Natural language region descriptions:

———

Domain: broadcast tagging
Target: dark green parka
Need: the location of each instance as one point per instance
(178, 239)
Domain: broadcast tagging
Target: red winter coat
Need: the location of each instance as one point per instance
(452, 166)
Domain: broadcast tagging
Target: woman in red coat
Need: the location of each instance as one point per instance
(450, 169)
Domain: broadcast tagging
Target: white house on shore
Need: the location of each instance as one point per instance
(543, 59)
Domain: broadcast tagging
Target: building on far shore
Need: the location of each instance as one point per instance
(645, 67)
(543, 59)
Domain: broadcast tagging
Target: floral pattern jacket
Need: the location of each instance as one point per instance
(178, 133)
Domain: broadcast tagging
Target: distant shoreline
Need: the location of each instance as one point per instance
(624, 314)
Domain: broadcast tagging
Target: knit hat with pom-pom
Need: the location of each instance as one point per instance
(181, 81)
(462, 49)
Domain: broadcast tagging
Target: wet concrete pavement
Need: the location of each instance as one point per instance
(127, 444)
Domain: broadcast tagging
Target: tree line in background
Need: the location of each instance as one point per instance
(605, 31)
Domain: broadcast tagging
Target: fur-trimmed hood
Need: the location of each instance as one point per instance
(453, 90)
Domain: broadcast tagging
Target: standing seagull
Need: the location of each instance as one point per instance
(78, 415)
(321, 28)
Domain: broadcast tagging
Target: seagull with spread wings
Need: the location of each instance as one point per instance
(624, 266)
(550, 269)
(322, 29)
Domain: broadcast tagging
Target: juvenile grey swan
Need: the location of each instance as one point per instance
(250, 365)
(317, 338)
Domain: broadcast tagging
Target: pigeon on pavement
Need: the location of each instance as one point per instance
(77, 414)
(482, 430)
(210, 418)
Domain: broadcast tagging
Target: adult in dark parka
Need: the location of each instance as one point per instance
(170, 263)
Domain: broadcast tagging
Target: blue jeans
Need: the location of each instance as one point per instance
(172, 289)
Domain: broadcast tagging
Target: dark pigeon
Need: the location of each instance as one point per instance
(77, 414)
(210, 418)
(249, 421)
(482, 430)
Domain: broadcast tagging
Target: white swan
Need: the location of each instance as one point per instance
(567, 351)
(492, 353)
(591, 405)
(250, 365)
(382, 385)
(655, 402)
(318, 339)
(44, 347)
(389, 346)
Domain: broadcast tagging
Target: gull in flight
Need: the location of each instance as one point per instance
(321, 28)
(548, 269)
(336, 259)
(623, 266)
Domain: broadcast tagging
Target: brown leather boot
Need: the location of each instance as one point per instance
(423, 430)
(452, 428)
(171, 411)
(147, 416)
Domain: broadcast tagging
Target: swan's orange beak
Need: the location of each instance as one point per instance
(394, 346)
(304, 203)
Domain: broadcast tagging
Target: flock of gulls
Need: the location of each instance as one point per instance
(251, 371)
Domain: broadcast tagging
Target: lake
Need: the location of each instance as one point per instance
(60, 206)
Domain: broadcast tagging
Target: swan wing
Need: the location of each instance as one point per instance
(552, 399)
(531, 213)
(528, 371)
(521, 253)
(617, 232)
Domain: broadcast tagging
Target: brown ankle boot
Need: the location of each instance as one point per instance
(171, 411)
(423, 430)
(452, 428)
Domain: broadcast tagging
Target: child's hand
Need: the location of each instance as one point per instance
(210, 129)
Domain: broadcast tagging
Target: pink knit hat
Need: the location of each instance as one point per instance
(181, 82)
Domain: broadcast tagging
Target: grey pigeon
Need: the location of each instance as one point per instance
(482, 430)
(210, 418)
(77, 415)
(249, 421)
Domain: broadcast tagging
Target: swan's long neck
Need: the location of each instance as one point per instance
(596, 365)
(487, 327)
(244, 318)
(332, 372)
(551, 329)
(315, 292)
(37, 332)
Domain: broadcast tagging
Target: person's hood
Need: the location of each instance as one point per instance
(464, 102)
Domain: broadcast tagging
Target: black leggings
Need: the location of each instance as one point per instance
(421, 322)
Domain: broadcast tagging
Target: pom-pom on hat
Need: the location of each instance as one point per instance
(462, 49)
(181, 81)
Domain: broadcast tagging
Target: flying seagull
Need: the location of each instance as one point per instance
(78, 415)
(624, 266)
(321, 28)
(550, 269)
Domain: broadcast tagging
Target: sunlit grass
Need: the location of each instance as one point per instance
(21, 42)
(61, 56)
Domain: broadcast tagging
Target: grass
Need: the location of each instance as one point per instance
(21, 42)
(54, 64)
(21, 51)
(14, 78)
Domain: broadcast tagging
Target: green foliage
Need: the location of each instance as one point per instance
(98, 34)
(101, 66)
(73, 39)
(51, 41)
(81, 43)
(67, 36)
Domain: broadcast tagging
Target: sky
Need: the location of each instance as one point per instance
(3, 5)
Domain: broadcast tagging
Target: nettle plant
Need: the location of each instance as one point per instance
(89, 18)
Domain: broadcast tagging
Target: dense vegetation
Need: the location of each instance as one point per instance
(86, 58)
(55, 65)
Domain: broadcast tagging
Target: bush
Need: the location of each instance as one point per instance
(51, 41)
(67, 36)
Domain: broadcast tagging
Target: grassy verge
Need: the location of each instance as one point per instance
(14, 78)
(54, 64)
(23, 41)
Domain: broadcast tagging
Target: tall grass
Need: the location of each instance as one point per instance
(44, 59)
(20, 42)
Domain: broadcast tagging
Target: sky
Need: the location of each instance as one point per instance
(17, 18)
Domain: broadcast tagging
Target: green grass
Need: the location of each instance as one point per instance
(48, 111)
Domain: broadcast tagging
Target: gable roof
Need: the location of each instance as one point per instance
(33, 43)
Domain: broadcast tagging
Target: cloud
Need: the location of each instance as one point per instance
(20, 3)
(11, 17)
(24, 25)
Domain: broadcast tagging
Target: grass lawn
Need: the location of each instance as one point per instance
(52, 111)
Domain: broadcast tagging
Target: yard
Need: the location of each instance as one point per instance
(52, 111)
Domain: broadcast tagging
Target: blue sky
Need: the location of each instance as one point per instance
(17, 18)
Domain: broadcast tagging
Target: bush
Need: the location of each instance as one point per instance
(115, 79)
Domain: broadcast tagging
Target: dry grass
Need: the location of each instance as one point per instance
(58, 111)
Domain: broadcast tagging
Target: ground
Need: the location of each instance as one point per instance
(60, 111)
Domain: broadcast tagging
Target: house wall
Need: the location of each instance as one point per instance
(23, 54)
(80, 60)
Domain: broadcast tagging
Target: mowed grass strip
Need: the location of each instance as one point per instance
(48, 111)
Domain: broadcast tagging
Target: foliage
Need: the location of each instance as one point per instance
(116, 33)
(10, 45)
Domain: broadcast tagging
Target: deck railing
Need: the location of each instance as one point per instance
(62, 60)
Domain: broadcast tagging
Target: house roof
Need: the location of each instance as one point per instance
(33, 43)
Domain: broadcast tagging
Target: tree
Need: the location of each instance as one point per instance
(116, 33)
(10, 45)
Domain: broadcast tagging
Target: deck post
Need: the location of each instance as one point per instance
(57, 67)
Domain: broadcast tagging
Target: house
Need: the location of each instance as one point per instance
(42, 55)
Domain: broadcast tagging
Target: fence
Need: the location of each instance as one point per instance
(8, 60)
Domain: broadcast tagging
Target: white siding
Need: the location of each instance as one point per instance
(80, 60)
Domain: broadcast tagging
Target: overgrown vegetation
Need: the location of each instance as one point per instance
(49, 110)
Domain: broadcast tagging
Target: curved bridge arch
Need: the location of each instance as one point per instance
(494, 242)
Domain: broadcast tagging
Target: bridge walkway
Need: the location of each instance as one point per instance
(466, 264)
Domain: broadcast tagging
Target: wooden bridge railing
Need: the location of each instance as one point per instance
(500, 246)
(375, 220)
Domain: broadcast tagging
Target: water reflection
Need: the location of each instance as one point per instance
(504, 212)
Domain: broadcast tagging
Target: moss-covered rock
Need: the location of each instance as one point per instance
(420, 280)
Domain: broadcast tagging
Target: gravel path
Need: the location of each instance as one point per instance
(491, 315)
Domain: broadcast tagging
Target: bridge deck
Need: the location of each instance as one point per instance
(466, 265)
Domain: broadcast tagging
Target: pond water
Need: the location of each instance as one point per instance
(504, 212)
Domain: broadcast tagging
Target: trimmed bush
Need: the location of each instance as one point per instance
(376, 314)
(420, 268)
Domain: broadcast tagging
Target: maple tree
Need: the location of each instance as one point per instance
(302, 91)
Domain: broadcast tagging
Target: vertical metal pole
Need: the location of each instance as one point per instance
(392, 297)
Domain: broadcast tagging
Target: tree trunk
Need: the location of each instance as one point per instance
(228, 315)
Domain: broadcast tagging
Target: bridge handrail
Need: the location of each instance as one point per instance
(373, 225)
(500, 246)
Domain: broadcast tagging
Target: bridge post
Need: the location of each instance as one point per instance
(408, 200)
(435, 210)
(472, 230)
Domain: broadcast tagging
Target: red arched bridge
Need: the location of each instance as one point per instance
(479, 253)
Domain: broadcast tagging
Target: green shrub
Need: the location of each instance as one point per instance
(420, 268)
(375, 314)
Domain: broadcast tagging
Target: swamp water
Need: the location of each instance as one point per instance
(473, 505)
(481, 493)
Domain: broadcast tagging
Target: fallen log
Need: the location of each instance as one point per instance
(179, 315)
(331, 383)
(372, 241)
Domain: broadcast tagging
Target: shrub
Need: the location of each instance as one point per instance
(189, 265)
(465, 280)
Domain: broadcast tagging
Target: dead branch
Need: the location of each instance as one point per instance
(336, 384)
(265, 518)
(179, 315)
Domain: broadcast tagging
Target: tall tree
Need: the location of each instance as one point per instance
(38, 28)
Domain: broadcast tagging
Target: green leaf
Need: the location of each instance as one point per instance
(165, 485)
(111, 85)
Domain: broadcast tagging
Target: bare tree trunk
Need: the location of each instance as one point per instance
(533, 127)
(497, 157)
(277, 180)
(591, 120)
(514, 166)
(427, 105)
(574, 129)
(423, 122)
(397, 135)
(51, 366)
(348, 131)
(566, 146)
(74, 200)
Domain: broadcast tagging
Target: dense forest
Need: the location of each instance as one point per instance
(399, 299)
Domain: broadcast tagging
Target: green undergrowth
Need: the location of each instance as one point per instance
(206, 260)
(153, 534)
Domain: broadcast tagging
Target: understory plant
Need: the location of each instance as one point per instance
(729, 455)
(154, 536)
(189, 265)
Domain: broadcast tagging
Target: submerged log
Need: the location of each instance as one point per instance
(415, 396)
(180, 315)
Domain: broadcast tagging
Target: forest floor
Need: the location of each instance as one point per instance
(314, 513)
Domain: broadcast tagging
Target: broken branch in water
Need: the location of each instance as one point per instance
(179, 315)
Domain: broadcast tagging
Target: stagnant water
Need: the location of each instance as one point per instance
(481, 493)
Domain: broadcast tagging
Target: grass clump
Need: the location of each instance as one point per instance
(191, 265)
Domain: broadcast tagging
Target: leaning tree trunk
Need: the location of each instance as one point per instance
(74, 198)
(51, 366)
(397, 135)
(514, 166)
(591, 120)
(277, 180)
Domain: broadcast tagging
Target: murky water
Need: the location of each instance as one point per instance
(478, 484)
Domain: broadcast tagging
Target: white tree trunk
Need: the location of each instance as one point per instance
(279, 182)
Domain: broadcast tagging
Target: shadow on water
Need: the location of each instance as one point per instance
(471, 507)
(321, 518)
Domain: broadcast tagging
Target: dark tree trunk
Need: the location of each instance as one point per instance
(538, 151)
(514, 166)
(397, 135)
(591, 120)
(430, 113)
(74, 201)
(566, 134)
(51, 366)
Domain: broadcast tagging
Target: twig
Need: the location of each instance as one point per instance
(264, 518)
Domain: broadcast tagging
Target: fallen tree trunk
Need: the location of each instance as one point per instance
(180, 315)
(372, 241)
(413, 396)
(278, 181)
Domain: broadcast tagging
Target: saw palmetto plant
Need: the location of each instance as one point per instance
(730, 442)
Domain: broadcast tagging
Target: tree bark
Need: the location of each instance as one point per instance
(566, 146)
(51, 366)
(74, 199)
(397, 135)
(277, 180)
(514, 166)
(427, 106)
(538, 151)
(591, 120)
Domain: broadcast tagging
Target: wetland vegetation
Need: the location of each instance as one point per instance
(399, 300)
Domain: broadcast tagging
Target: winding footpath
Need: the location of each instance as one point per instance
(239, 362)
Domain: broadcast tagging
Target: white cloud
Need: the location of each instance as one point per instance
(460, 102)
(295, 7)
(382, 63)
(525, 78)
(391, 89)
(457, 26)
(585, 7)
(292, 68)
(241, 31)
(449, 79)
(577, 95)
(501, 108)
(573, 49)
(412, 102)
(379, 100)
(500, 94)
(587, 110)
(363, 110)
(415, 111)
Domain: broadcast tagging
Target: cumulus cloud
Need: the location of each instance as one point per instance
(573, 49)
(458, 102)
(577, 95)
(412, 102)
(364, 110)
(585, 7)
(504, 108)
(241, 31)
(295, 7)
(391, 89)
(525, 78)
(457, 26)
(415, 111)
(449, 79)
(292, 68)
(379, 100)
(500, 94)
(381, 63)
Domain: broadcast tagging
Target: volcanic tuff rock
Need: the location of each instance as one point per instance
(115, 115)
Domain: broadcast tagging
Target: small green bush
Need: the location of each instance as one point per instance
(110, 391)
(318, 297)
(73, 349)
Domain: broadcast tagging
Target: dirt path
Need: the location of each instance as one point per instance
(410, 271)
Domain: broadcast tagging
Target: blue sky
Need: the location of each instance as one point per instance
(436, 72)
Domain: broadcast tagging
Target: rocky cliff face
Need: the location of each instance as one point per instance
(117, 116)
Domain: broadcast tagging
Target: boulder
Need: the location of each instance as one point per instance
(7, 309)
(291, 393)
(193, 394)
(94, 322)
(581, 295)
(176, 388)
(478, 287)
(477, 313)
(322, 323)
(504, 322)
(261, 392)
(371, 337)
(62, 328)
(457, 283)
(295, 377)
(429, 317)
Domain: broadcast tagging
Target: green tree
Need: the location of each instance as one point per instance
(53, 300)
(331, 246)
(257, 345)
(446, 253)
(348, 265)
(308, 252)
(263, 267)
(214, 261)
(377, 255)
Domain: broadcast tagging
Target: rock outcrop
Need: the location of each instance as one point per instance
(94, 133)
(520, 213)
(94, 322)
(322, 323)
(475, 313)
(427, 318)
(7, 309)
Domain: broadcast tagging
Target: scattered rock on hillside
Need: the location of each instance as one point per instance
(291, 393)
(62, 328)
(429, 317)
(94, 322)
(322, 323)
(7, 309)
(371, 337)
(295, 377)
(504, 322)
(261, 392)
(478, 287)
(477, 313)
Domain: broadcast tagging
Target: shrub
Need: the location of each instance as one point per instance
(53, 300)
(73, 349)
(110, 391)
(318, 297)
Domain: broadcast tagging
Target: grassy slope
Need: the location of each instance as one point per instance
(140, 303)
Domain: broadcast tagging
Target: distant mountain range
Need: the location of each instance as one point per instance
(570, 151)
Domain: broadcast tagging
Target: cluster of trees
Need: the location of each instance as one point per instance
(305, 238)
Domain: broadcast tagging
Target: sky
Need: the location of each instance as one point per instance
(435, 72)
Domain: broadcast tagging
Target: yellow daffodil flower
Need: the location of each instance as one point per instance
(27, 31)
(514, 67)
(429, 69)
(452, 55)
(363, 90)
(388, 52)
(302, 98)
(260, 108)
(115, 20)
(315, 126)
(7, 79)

———

In exact wording, restate the lines of the data above from the first through the one holding "Target: building on far shore", and stop after that line.

Domain: broadcast tagging
Target: dark green parka
Need: the location of each instance as one point per instance
(178, 239)
Domain: broadcast tagging
Target: red winter coat
Need: the location of each instance as one point per instance
(452, 166)
Domain: broadcast tagging
Target: woman in red coat
Need: the location of each instance as one point per instance
(450, 169)
Domain: broadcast tagging
Target: white house on shore
Need: the location of each instance as one point per instance
(543, 59)
Domain: broadcast tagging
Target: building on far shore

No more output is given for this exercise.